=== WHAT YOU HAVE TO DO ===
Starting at the line that contains "Provide the location of each instance of the bicycle", retype each line to the end of the listing below. Include both ends, but not the pictures.

[Start]

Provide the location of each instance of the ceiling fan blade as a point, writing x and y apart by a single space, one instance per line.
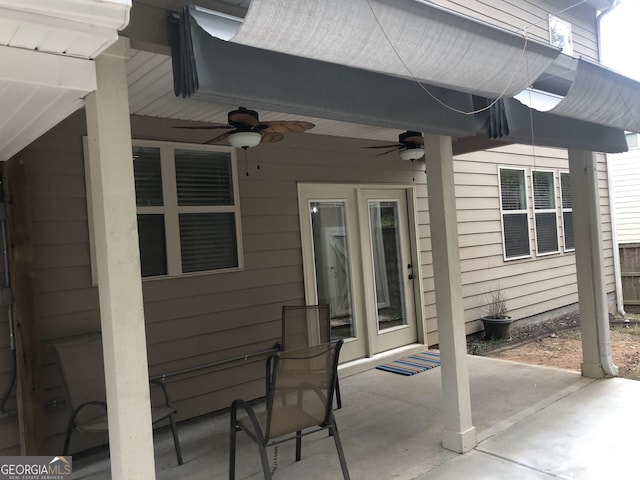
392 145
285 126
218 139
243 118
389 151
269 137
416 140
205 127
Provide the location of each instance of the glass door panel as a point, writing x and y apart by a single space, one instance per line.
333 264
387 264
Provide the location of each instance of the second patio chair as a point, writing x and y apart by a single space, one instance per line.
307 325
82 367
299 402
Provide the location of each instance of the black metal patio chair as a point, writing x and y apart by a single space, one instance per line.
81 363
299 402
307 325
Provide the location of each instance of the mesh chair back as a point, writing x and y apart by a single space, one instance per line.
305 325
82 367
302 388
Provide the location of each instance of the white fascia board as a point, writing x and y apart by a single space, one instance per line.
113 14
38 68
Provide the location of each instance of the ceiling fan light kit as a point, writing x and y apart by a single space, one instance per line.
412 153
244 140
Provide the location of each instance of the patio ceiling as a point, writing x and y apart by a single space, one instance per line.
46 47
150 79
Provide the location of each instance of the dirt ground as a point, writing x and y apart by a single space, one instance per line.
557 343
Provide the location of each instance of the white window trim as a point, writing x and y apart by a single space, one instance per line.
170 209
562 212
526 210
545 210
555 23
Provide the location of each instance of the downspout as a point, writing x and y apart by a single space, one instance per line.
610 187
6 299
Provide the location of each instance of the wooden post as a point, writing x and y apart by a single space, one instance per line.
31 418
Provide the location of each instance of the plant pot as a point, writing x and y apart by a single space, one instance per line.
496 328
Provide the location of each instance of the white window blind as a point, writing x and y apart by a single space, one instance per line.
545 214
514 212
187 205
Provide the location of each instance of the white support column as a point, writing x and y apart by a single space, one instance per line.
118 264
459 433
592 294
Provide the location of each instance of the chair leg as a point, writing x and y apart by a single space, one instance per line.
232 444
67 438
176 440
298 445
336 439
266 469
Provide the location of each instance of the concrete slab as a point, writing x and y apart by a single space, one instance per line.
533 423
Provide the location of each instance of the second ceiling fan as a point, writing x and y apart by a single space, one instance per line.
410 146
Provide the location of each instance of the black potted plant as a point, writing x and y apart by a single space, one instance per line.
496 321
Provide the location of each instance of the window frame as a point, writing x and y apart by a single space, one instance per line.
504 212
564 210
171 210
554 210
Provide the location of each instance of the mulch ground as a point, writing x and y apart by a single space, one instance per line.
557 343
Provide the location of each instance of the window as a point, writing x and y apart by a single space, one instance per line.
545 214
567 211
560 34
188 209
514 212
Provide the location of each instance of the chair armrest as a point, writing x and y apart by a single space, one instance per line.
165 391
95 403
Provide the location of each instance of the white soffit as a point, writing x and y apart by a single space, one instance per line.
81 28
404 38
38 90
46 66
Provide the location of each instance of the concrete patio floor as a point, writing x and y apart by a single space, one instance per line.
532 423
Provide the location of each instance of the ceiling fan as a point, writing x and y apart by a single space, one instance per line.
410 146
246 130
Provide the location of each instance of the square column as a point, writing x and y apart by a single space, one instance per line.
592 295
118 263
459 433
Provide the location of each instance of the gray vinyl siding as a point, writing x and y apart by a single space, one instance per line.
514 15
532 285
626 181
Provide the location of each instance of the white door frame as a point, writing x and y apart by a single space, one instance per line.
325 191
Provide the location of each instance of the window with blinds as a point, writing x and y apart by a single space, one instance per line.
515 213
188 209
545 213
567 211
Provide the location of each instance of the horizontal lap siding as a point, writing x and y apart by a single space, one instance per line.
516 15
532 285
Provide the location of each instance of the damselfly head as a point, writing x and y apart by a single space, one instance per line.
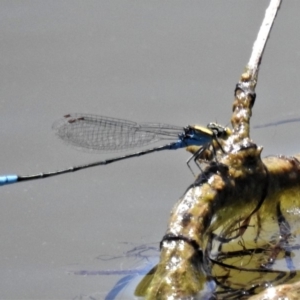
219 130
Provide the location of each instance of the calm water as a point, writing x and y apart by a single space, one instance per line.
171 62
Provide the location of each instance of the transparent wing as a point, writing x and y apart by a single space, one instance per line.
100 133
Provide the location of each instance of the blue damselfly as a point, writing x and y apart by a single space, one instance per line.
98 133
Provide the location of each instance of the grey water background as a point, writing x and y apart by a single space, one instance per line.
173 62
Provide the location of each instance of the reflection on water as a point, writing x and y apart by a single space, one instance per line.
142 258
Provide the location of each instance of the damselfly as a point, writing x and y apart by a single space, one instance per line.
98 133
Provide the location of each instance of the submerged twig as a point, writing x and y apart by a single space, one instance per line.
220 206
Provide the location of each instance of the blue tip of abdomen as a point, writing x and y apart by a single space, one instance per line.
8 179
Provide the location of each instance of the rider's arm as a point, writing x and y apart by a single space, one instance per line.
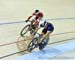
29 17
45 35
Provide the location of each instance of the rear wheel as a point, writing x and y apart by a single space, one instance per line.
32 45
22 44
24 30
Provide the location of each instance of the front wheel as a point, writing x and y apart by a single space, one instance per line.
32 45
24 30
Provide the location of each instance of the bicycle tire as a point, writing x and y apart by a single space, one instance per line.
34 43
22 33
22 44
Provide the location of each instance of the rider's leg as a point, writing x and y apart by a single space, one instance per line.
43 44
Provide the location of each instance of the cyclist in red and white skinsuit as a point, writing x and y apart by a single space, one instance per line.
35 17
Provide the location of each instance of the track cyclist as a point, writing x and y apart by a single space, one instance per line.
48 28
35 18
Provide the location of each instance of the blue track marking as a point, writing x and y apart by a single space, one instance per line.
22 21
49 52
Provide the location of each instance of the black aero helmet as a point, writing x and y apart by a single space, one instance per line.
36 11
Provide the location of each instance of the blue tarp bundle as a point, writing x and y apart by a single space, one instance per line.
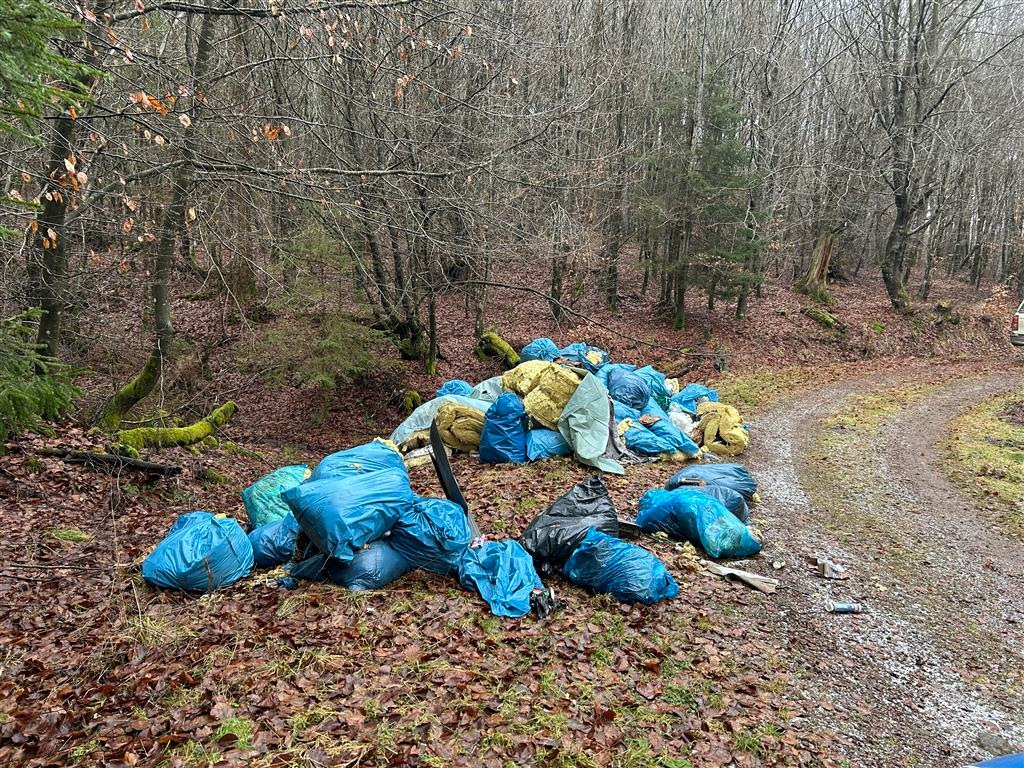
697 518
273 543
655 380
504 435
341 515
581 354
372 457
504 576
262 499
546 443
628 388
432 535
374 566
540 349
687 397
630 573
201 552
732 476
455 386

[End]

=== FULL SOLUTION ===
Provide the location of each instance of the bicycle tire as a point, writing x and y apart by a single space, one instance per line.
34 43
22 33
22 44
Provide the location of each instance of the rider's leg as a point, writing x and y apart by a single space, one instance per line.
43 44
Provide the location of each instance of the cyclist in red and white skinsuit as a point, writing x and y apart by a single space, one instance per line.
35 17
Provide the location of each instance of the track cyclist as a point, writing x and y apart by a single space, one instance per line.
48 28
35 18
Provide the location of each instance of the blue track marking as a point, writing x and y apart by a single space, one instance per line.
22 21
49 52
Provide the location of each instance of the black aero helmet as a point, writing x and y apart by a single space, one instance per line.
36 11
Provide the location of each instance of the blue tarp bundle as a point, writing x and y apart by a single space, one instance per line.
697 518
273 543
655 380
504 435
341 515
581 354
372 457
504 576
262 499
546 443
628 388
432 535
374 566
540 349
687 397
630 573
201 552
732 476
455 386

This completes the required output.